Graines de lin et maladies cardiovasculaires

Une des principales limitations des études sur les rôles cardioprotecteurs de l’acide linolénique et des lignanes est la faible quantité de ces molécules dans l’alimentation occidentale traditionnelle.  Par exemple, ce sont les vinaigrettes à salades qui représentent la principale source d’acide linolénique dans plusieurs études épidémiologiques, tandis que la distribution restreinte des lignanes dans les végétaux fait en sorte que leur apport risque d’être sous le seuil nécessaire pour générer des effets cardiovasculaires importants. La présence simultanée de quantités importantes d’acide linolénique et de lignanes dans les graines de lin suggère donc que l’addition de ces graines aux habitudes alimentaires représente une façon simple (et économique) de pallier à ces carences et de bonifier l’impact bénéfique de ces deux classes de molécules sur la santé cardiovasculaire.

Jusqu’à présent, l’effet le mieux documenté d’une supplémentation en graines de lin est sur la diminution de la pression artérielle.  Par exemple, une étude randomisée à double aveugle avec placebo réalisée à Porto Rico (FLAX-PAD) a montré que l’ajout de 30 g de graines de lin moulues à l’alimentation provoquait une baisse significative de la pression systolique (10 mm Hg) et diastolique (7 mm Hg).  Cette réduction est encore plus prononcée chez les personnes qui étaient hypertendues au départ de l’étude (>140 mm Hg), avec une réduction de 15 mm Hg de la pression systolique, une baisse encore plus prononcée que celle obtenue à l’aide de certains médicaments antihypertenseurs.  Une méta-analyse de 11 études sur l’impact de la supplémentation en graines de lin sur la pression artérielle suggère toutefois un effet antihypertenseur plus modeste, avec des baisses d’environ 2 mm Hg de la pression systolique et de 1,2 mm de Hg de la pression diastolique.  Cela peut sembler peu, mais les études montrent qu’une réduction de la pression artérielle de cet ordre pourrait diminuer de 10 % la mortalité associée aux AVC et de 7 % celle causée par les maladies coronariennes.

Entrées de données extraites
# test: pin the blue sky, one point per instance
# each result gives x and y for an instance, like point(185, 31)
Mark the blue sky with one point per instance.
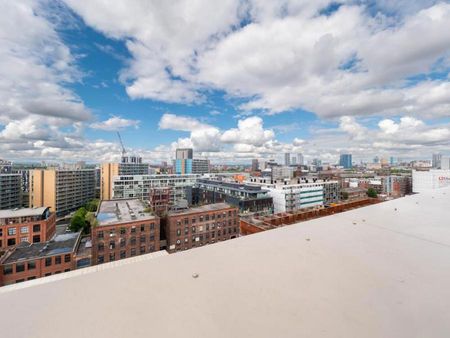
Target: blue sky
point(235, 81)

_TÂCHE À FAIRE 1_: D'après l'extrait sur les graines de lin, quelle quantité de graines de lin moulues l'étude FLAX-PAD a-t-elle ajoutée à l'alimentation ?
_TÂCHE À FAIRE 2_: Poursuivez l'extrait sur les graines de lin en reprenant juste après sa dernière phrase.
Ces entrées viennent d'une autre source que l'extrait.

_RÉPONSE ATTENDUE 1_: 30 g de graines de lin moulues.

_RÉPONSE ATTENDUE 2_:
Il semble également que la supplémentation en graines de lin pourrait diminuer les taux de cholestérol-LDL, un autre important facteur de risque de maladies cardiovasculaires.  Une méta-analyse de 28 études a montré que les graines de lin provoquaient une diminution moyenne de 0.10 mmol/L  et de 0.08 mmol/L du cholestérol total et du cholestérol-LDL, respectivement, cet effet étant particulièrement prononcé chez les femmes (- 0.24 mmol/L) et chez les personnes qui présentaient des taux de cholestérol élevés au début de l’intervention.  Une réduction de 15 % du  cholestérol-LDL a également été observée chez des patients atteints d’une artérite des membres inférieurs, cette baisse s’additionnant à celle provoquée par les statines.

Au cours des dernières années, on a beaucoup mis d’emphase sur l’importance de consommer régulièrement des acides gras oméga-3 à longues chaines (DHA et EPA), principalement présents dans les poissons gras comme le saumon, pour diminuer le risque de maladies cardiovasculaires.  Il ne faudrait cependant pas oublier que les oméga-3 d’origine végétale ont eux aussi un rôle protecteur et qu’un apport élevé en aliments riches en acide linolénique, comme les grains de lin, peut lui aussi contribuer à réduire le risque d’événements cardiovasculaires.  D’ailleurs, un certain nombre d’études (ici et ici, par exemple) ont rapporté que les deux types d’oméga-3 ont des rôles complémentaires et qu’une hausse combinée de l’apport en acide linolénique et en oméga-3 à longues chaines pourrait être souhaitable pour obtenir un effet protecteur maximal.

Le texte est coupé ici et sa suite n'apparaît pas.